WRITTEN INSTRUCTION:
Convert the records below into a two-column CSV with the header row input,output, one row per record. Put each record's text in input and its full answer in output, and wrap every field in double quotes with any line breaks replaced by spaces.

INFORMATION GIVEN:
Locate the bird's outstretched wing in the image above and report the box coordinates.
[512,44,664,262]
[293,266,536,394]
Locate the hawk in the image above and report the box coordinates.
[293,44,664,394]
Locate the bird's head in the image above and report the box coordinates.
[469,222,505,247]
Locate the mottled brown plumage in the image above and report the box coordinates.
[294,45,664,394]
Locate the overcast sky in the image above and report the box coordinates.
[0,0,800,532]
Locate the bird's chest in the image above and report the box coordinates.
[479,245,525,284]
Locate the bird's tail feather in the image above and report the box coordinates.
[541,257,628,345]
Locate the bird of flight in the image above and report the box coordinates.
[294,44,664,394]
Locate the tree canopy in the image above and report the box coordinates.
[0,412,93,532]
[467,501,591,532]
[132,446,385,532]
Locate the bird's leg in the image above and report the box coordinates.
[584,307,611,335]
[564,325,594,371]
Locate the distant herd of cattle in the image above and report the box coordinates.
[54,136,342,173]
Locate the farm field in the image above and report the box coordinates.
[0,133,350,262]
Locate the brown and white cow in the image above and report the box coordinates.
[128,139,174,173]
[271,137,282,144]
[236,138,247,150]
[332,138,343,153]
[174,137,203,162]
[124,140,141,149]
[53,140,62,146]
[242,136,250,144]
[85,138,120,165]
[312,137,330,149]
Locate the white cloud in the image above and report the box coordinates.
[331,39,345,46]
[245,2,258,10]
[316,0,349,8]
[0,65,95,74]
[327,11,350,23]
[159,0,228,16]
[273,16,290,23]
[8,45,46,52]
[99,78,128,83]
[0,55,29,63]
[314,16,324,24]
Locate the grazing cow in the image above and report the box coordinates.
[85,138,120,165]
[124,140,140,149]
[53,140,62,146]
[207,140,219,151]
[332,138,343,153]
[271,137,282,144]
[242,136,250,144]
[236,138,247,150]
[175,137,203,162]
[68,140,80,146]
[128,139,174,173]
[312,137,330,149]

REPLY:
input,output
"Locate the bird's outstretched wing in the image above and report the box coordinates.","[512,44,664,262] [293,266,536,394]"
"Locate the hawk in the image above and report the box coordinates.","[293,44,664,394]"
"Locate the bird's head in the image above and report the box coordinates.","[469,222,505,247]"
"Locate the mottled brown plumage in the image above and report the box coordinates.","[294,45,664,394]"
"Locate the overcast sky in the image above and report the box coordinates.","[0,0,800,532]"
"Locate the bird's chest in the image above and report the box coordinates.","[479,245,525,284]"
"Locate the bird's tail feather in the image above and report the box coordinates.","[541,257,628,345]"
"Locate the bird of flight in the image above and report the box coordinates.","[294,44,664,394]"
"Locate the tree canopy in the image above and report the box coordinates.","[0,412,93,532] [467,501,591,532] [132,446,385,532]"
"Locate the bird's leg in the image above and report the box coordinates.","[584,307,611,335] [564,325,594,371]"
"Locate the distant herd of cattle in the image above and report the box coordinates.","[54,136,342,173]"
"Locate the farm field in the image above and report the box coordinates.","[0,133,350,262]"
"Locate the brown and white cow in the image above and report the box coordinates.","[128,139,174,173] [271,137,282,144] [236,138,247,150] [332,138,343,153] [174,137,203,162] [124,140,141,149] [53,140,62,146] [242,136,250,144] [85,138,120,165] [312,137,330,149]"
"Locate the white cloud in the image above and report the box coordinates.","[331,39,345,46] [245,2,258,10] [316,0,349,8] [0,65,95,74] [327,11,350,23] [159,0,228,16] [273,16,290,23] [8,45,46,52] [99,78,128,83] [0,55,29,63] [314,16,324,24]"
"Locate the grazing cow in the image above and report the box coordinates.","[85,138,120,165] [124,140,140,149] [53,140,62,146] [207,140,219,151] [332,138,343,153] [271,137,282,144] [242,136,250,144] [236,138,247,150] [175,137,203,162] [68,140,80,146] [128,139,174,173] [312,137,330,149]"